** PROMPT **
Return, word for word, the passage of the tumor-treatment methods below that opens with the words containing "IHC staining. After" and closes with "quantify IHC staining.".

** SOURCE EXTRACT **
....
Experimental protocol (Figure 1). After the mean tumor volume reached 100 mm3, mice were treated by gavage with vehicle (140 μl phosphate-buffered solution and 10 μl dimethyl sulfoxide) or amentoflavone (100 mg/kg) daily for 14 days (n=5 for each group). Digital calipers were used to measure tumor growth, and tumor volume was calculated using the formula 0.523 × length × width × thickness of tumor. Bioluminescent imaging (BLI) and computed tomography (CT) for small animals were also used to monitor tumor growth. The body weights of mice were taken daily during treatment. Mice were sacrificed after treatment for 14 days. Tumor and normal liver tissue were taken for immunohistochemistry (IHC) staining and pathological examination. Three independent experiments were repeated. The protocol follows institutional animal care and use guidelines. The animal experiment was approved by Taipei Medical University Institutional Animal Care and Use Committee (LAC-2017-055).
Figure 1. Schematic depiction of experimental protocol. Please refer to Materials and Methods section for details. BLI: Bioluminescent imaging, IHC: immunohistochemistry, HE: hematoxylin and eosin.
In vivo BLI. Before image acquisition, mice were anesthetized using 1-3% isoflurane and injected intraperitoneally with 150 mg/kg D-luciferin 15 min. Tumor growth was detected by using BLI once per week as previously described (10). The photon signal from tumor was detected with Xenogen IVIS imaging system 200 series (Xenogen, Alameda, CA, USA) at an acquisition period of 10 s. Photon signals from regions of interest (ROIs) of tumor were calculated with Living Image version 2.20 (Xenogen).
In vivo whole-body imaging. Mice tumor were scanned by animal single-photon-emission computed tomographic scanner (Mediso Ltd., Budapest, Hungary) on day 14 after treatment. Mice were anesthetized using 1-3% isoflurane and scanned for 10 min (operation parameters for tumor monitoring: tube energy 55 kVp × 145 μA, 360 projections, voxel size 145×145×145 μm).
IHC staining. After 14 days treatment, mice were sacrificed. Tumors were resected and fixed in 4% paraformaldehyde (PFA) at 4˚C. Paraffin-embedded tumor specimens were sliced into 5-μm thickness by Bio-Check Laboratories Ltd (New Taipei City, Taiwan, ROC). IHC staining was used to evaluate protein expression in tumors and instruction provided by manufacturer was followed. Tumor tissues mounted on slides were stained with antibodies [anti-pERK, anti-NF-ĸB p65 (Ser536), anti-MMP-9, anti-VEGF, anti-cyclin-D1, anti-MCL-1, anti-C-FLIP, and anti-XIAP] and then scanned by TissueFAXS (TissueGnostics, Vienna, Austria) at 100× magnification. Image J version 1.50 (National Institutes of Health, Bethesda, MD, USA) was used to quantify IHC staining.
....
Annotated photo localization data
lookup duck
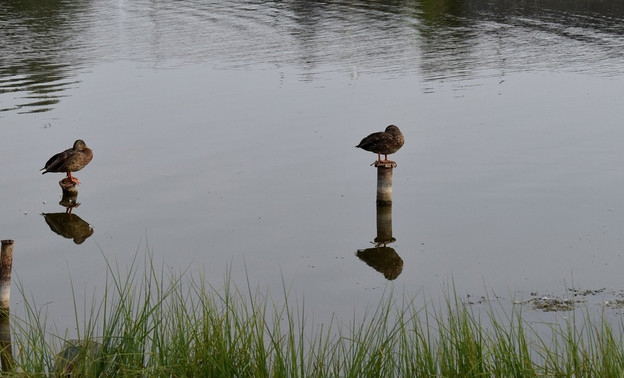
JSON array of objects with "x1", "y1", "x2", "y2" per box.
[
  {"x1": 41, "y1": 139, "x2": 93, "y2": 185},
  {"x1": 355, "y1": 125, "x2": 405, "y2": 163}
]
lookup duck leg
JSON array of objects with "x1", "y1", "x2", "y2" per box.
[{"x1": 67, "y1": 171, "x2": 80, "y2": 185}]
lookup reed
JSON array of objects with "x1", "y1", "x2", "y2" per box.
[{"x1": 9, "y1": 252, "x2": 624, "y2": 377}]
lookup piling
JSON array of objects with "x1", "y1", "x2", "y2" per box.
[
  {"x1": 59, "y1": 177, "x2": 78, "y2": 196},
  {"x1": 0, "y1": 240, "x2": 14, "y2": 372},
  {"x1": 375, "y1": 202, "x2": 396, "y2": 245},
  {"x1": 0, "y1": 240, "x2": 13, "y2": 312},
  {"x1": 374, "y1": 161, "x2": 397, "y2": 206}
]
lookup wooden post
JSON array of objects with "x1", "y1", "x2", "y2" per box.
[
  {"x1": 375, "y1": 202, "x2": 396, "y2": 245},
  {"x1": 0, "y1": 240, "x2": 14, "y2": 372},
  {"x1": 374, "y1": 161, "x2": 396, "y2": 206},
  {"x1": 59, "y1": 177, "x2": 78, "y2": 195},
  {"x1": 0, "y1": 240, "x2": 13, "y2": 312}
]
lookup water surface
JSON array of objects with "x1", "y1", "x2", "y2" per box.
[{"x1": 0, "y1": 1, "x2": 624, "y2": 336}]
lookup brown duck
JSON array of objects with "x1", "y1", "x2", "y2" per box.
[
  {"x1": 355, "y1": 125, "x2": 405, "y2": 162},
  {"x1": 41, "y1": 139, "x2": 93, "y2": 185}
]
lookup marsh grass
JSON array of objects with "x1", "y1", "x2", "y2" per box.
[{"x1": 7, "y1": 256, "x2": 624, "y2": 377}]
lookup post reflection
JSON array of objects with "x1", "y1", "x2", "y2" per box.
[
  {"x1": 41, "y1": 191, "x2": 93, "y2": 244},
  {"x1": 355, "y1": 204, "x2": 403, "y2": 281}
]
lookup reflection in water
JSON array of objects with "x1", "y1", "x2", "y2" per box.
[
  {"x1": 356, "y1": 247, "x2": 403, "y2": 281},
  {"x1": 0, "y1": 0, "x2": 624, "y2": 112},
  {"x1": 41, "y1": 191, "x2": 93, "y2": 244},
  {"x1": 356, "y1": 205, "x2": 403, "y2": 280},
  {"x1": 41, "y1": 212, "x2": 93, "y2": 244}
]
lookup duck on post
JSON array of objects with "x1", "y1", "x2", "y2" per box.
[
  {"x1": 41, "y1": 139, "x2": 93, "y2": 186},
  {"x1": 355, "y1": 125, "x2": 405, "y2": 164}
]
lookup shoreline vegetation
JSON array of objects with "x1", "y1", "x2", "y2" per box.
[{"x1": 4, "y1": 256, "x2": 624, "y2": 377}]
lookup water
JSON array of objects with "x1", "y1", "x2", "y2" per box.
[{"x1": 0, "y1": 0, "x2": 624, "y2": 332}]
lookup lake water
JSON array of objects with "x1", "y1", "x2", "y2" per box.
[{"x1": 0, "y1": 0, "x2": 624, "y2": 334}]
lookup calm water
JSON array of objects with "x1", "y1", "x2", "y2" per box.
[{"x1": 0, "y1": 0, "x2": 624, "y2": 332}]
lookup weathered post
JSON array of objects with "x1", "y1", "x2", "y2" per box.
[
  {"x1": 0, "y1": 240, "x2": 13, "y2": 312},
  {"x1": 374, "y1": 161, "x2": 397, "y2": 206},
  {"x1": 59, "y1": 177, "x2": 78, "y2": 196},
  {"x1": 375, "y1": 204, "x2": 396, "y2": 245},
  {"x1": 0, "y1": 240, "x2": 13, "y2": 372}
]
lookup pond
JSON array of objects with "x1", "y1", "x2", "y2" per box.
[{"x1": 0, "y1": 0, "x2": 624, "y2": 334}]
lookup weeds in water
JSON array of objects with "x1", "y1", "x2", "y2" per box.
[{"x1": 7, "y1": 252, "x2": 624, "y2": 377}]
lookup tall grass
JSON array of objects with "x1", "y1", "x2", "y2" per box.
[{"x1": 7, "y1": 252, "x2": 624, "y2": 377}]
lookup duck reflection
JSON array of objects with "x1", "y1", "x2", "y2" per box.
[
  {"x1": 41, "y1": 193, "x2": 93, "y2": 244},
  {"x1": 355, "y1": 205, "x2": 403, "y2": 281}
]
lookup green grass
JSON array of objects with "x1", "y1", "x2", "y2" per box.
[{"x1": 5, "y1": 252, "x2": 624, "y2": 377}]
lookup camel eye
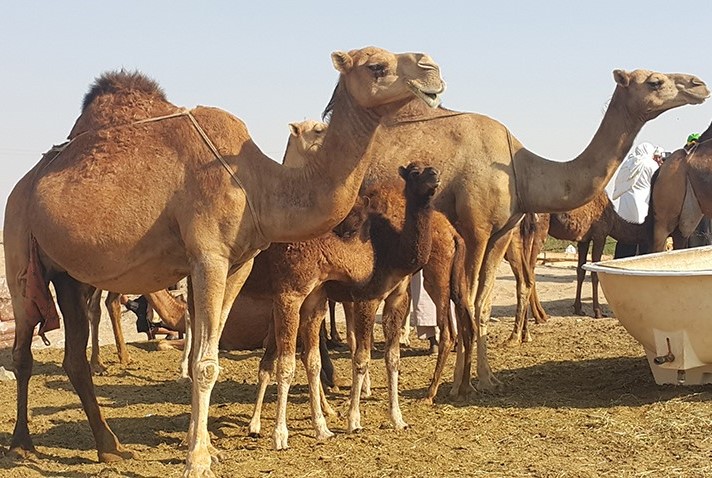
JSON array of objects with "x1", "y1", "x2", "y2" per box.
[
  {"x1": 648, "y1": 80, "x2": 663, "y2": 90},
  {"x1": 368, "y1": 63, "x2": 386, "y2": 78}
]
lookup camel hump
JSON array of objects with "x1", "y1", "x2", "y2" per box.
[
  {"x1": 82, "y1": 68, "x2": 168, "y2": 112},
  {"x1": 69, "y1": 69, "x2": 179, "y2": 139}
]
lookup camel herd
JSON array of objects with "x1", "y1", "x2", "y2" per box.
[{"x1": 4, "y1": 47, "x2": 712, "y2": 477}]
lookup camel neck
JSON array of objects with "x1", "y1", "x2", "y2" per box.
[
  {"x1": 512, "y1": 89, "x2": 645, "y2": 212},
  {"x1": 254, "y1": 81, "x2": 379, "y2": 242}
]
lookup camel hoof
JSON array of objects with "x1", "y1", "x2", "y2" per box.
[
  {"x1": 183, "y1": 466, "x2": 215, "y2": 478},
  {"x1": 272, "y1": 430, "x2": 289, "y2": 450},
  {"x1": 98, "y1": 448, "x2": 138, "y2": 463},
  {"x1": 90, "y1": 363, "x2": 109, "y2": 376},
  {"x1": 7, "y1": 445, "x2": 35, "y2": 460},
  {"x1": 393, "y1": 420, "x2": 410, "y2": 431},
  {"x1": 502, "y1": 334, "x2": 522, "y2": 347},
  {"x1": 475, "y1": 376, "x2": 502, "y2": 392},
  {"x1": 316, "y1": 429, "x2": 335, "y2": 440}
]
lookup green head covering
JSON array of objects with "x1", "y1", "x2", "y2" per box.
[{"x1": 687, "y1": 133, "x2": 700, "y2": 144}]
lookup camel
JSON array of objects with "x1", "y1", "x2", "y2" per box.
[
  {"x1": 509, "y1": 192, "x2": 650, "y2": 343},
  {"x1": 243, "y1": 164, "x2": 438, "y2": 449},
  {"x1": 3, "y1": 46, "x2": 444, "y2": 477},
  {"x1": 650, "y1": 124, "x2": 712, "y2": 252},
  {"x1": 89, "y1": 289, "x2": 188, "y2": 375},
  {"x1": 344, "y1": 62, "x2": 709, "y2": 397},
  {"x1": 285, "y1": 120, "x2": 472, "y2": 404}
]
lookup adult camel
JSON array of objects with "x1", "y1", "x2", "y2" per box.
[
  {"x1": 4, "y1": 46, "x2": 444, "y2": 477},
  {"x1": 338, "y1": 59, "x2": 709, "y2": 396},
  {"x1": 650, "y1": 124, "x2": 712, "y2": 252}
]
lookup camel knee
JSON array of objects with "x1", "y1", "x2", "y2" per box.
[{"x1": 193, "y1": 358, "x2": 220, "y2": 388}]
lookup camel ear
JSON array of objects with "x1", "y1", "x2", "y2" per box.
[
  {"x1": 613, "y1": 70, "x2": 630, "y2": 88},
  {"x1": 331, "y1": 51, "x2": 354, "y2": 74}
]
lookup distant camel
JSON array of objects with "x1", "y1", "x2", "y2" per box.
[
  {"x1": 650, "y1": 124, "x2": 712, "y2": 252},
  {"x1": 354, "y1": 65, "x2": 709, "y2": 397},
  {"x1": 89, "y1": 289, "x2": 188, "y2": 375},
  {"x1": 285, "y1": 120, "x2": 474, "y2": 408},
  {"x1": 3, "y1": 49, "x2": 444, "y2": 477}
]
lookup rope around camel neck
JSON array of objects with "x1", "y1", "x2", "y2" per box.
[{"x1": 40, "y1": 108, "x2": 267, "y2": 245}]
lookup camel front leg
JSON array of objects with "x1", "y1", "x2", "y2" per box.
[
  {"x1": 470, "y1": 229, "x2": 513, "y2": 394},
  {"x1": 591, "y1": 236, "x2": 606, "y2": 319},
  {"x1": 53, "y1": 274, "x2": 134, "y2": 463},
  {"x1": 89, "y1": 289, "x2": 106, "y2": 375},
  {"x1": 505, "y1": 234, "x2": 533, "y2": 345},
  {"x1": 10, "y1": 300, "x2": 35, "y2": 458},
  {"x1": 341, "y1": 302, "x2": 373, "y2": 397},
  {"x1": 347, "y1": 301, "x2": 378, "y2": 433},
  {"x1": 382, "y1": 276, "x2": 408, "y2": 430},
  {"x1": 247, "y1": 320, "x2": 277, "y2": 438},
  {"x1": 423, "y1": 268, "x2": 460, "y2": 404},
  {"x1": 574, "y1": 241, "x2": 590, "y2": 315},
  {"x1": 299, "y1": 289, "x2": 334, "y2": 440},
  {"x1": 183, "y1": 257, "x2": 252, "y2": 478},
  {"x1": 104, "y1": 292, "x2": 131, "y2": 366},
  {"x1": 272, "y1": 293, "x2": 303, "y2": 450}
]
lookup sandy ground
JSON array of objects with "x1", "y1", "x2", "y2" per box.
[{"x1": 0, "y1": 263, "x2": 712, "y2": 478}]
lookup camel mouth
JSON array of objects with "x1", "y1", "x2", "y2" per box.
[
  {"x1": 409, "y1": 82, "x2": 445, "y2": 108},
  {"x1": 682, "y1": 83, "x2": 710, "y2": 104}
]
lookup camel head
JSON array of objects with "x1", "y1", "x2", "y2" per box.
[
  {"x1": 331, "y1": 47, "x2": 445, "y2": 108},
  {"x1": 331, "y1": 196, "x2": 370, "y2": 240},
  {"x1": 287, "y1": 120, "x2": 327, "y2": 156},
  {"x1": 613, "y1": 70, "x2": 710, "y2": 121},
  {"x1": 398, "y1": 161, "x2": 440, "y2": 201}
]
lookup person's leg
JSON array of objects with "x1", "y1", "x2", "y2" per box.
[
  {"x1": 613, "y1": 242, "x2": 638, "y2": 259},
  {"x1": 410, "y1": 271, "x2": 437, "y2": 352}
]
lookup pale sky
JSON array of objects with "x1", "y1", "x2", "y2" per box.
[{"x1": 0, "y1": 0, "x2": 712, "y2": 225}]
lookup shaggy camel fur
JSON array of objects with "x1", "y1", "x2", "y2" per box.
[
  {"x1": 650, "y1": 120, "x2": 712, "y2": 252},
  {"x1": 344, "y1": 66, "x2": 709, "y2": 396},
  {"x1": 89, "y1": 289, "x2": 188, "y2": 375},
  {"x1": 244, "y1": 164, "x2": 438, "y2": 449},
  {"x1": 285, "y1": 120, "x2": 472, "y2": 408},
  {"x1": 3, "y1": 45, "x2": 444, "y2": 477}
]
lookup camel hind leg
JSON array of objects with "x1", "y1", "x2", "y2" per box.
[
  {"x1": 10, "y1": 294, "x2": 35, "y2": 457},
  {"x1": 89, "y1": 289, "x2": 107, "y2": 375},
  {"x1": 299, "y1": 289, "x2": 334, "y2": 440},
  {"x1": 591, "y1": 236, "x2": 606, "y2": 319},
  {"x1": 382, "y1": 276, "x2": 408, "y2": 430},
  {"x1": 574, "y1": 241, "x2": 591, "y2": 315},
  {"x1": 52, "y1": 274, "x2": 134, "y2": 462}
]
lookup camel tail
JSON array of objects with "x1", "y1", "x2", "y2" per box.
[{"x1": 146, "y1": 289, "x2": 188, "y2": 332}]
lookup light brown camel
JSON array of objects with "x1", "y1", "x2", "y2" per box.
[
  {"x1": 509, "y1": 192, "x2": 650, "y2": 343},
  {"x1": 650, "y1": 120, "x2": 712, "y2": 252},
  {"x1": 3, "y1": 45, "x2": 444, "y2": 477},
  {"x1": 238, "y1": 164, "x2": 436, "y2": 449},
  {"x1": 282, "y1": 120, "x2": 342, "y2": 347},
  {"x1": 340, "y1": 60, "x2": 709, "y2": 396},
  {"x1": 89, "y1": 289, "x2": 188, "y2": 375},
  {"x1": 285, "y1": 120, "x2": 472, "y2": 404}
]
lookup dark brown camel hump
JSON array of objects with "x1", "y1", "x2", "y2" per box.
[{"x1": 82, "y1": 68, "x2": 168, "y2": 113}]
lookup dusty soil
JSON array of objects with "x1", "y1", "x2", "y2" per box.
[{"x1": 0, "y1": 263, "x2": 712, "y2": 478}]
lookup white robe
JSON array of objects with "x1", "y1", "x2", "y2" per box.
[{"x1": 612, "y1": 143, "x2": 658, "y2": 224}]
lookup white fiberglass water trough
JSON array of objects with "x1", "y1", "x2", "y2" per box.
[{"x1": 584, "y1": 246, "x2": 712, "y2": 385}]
....
** ANSWER **
IHC staining. After 14 days treatment, mice were sacrificed. Tumors were resected and fixed in 4% paraformaldehyde (PFA) at 4˚C. Paraffin-embedded tumor specimens were sliced into 5-μm thickness by Bio-Check Laboratories Ltd (New Taipei City, Taiwan, ROC). IHC staining was used to evaluate protein expression in tumors and instruction provided by manufacturer was followed. Tumor tissues mounted on slides were stained with antibodies [anti-pERK, anti-NF-ĸB p65 (Ser536), anti-MMP-9, anti-VEGF, anti-cyclin-D1, anti-MCL-1, anti-C-FLIP, and anti-XIAP] and then scanned by TissueFAXS (TissueGnostics, Vienna, Austria) at 100× magnification. Image J version 1.50 (National Institutes of Health, Bethesda, MD, USA) was used to quantify IHC staining.